*Set exercise*: Set each record down exactly, excluding all images.
================================
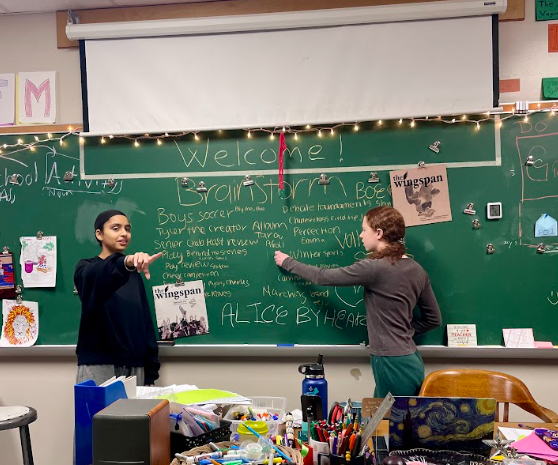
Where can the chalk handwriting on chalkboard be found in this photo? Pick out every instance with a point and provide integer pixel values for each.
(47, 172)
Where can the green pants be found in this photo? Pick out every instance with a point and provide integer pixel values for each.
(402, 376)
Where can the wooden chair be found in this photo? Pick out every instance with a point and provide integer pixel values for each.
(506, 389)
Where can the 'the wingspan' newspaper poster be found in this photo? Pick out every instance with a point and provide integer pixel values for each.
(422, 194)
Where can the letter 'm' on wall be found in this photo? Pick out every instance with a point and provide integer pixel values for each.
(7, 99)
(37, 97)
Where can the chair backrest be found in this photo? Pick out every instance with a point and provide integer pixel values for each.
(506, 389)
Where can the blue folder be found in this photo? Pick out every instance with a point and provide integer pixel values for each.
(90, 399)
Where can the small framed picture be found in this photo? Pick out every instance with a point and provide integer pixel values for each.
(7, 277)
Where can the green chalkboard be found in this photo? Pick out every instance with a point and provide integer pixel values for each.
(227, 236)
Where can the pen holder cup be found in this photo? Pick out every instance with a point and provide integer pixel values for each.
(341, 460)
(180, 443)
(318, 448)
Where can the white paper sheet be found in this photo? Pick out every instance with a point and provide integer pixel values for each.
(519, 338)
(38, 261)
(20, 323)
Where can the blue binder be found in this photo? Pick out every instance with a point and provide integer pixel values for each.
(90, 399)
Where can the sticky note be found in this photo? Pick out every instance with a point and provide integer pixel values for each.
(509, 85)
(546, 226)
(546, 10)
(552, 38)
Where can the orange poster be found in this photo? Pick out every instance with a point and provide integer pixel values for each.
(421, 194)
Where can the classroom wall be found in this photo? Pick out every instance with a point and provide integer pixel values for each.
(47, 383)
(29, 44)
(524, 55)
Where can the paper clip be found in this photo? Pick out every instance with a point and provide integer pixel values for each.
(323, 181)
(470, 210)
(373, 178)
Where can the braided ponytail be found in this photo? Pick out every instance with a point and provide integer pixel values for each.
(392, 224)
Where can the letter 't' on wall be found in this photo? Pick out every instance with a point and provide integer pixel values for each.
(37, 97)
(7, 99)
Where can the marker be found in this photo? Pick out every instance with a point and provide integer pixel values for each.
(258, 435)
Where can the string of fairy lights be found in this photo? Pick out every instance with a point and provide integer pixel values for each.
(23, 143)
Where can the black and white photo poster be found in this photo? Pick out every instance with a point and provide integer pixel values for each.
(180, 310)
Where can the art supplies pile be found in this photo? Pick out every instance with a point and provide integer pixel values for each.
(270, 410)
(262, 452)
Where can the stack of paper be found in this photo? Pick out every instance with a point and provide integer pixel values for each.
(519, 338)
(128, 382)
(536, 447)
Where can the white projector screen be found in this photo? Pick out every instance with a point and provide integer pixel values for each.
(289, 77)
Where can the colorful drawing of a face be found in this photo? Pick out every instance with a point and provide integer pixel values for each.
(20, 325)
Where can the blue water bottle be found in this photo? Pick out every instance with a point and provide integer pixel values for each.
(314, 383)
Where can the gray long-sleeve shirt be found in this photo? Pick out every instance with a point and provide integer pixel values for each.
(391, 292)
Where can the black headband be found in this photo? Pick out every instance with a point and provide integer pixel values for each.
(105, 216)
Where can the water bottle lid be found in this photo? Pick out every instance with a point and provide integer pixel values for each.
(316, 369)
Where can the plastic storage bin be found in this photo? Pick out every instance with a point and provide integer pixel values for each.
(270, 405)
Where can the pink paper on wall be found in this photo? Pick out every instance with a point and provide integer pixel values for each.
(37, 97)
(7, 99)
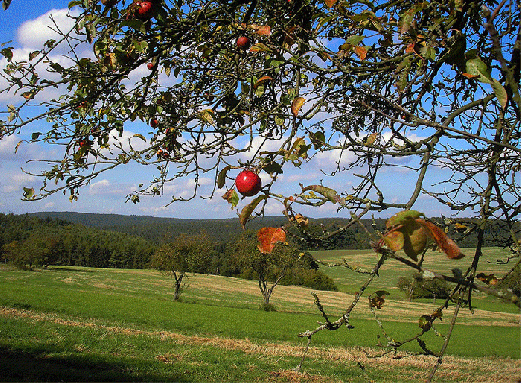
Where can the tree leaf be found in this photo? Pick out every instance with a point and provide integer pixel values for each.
================================
*Task answer*:
Where can the chalk handwriting on chalkboard be found in this photo? Pick out every instance with a point and provide integer pixel values for each.
(47, 172)
Where can the green pants be found in this photo? Pick out every instance with a point and provide integer pixel values for each.
(402, 376)
Where can the wooden chair be found in this photo? Pick out every instance with a point and provide integer pixel values for each.
(506, 389)
Where can the 'the wingspan' newspaper poster be found in this photo? Pick out every instance with a point and provide integer pixel values for each.
(422, 194)
Where can the letter 'm' on wall be found in this photo? Pick out every instance with a point and provide integer pixel values for each.
(7, 99)
(37, 97)
Where can the chair backrest be found in this photo? Pick out every instance with a point and provide integer pixel values for each.
(506, 389)
Where can the blue folder be found in this photo? Pick out every instance with a point and provide integer pixel values for each.
(90, 399)
Where can the small framed picture be found in this photo? Pick out every instance with a point and provide integer pixel values for each.
(7, 277)
Where can the green chalkboard be found in this photo? Pick out every instance with a point and provide integer pixel values for each.
(227, 236)
Where can the pen holder cup be found in this photo? Pick out every instance with a point and provide integer pixel values for each.
(341, 460)
(180, 443)
(318, 448)
Where can the white paper sheet be found in this photo? Pick out every instance with a point and provide integer pixel values for each.
(519, 338)
(38, 261)
(20, 323)
Where can the blue binder be found in this photo? Pick out every instance with a point and provide integer pixel values for each.
(90, 399)
Where can the sticky note be found in this photo? Pick out every instance with a point and provide integer pixel values for each.
(509, 85)
(546, 226)
(546, 10)
(552, 38)
Where can the orange poster be found in this photo? Pick out every instance with a point and provide integer pixel values for each.
(421, 194)
Where can the classroom wall be found in this photo? Pick out every instance with a point and provide integer pixel values for each.
(47, 383)
(29, 44)
(524, 55)
Where can the paper clip be found in this photo? Pick out every instance with a point and provide integer pixel values for each.
(323, 181)
(470, 210)
(373, 178)
Where can the braided ponytail be found in this photo? Pick out every instance with a point and provide integer pixel values for each.
(392, 224)
Where can the letter 't' on wall be found in this photo? Pick out every instance with a point and provide integer pixel values for each.
(37, 97)
(7, 99)
Where can the marker be found in this photo? Pick out every instance with a point and provide integer pixel values for each.
(258, 435)
Where can the string of fairy lights be found in this photo? Pick out every instance with a point and provide integer pixel values for each.
(23, 143)
Where can the black and white photo poster be found in this photo? Pick out every instance with a point and provide integer pixel values for each.
(180, 310)
Where can the art supplies pile be found in this photo? Pick out every instance with a point and provide integer pixel values for each.
(270, 410)
(262, 452)
Where can the stack of paper be found in this photo? Pick out every instance with a point and provide integer pixel values for each.
(519, 338)
(128, 382)
(536, 447)
Where can the white projector screen be found in this photo? Pick out every instance with a point and provide integer pixel values for each.
(289, 77)
Where can the colorful drawing of a face be found in this photo? Pick out every instance with a point and provide integer pixel values for each.
(20, 325)
Where can the blue water bottle be found in this photo? Pick out every instance with a point and provide integer pixel values for each.
(314, 383)
Where can the gray long-sleeve shirt be found in this photo? Pick out every instance with a point and provide integer pixel values for each.
(391, 292)
Where can the black headband be found in this photo? Pick out every instance with a point and provide integer pixel values for each.
(105, 216)
Where can the water bottle lid be found in this photo? Pick out every instance with a point and provide integer pixel values for each.
(316, 369)
Where can the plastic storage bin be found in this photo? Pick out every instance with a point and provide integer pixel values for each.
(270, 405)
Where can the pink paper on wall be found in this photo? Pick out every instance with a point and provide integer pixel values for each.
(37, 97)
(7, 99)
Where can the tree leaf be found in this photo? Pick out every instance with a point and provide integer pixel values for each.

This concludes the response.